DATA RECORDS »
Segment Open

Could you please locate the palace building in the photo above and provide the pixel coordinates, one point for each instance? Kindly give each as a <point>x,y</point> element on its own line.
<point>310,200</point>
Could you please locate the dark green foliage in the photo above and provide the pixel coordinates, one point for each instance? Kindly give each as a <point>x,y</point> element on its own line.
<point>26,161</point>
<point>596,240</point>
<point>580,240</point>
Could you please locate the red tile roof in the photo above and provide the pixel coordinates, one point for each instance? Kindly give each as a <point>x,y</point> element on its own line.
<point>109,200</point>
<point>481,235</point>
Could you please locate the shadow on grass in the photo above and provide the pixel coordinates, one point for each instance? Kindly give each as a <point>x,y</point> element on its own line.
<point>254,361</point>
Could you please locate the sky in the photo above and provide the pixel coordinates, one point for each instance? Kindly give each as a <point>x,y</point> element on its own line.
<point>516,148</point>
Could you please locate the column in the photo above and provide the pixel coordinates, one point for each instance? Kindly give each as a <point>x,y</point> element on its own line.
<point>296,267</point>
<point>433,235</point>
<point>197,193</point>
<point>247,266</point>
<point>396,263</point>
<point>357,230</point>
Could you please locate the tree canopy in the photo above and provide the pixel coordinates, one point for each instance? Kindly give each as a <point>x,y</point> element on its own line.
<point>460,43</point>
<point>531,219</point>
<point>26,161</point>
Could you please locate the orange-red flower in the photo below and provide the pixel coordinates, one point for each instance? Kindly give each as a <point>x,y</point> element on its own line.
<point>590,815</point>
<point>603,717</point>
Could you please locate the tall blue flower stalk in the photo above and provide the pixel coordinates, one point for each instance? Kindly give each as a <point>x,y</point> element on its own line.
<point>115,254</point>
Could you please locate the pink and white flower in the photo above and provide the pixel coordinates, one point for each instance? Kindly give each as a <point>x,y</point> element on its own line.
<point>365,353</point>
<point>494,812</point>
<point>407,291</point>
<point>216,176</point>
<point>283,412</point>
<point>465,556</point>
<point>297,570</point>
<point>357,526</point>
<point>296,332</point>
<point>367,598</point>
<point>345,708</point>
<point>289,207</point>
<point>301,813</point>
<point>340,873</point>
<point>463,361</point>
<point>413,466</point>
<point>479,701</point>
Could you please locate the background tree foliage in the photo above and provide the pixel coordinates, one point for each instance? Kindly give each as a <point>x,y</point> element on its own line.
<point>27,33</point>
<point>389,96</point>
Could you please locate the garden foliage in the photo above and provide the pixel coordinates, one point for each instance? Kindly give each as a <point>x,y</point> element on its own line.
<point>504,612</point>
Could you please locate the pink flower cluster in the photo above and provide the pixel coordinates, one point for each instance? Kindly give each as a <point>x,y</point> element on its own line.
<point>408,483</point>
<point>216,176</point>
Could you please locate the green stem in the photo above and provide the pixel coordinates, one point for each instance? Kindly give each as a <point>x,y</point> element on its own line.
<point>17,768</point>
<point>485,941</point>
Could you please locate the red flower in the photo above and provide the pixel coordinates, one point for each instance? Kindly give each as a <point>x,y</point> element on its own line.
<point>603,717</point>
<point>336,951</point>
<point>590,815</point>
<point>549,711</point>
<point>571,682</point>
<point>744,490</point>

Segment Closed

DIRECTIONS » Could you restate, word for word, every line from the one containing "Could you please locate the pink flower" through the last line of the records above, and nothing more?

SOLUTION FOR THIS EXERCISE »
Could you please locate the pink flower cluster in the photo above and provide the pixel coordinates, one point for each instance? Kindly give each as a <point>x,y</point> element on its own line.
<point>408,483</point>
<point>216,176</point>
Could you please locate the green stem in the photo above and provide the pixel coordinates, one point for each instance? Kindly give each as a <point>x,y</point> element on its own line.
<point>17,768</point>
<point>485,941</point>
Could you please locate the red flower in the photo above and provide the pixel coordinates, one point for each instance? Kindly give each as a <point>x,y</point> element on its own line.
<point>603,717</point>
<point>336,951</point>
<point>590,815</point>
<point>549,711</point>
<point>571,682</point>
<point>744,490</point>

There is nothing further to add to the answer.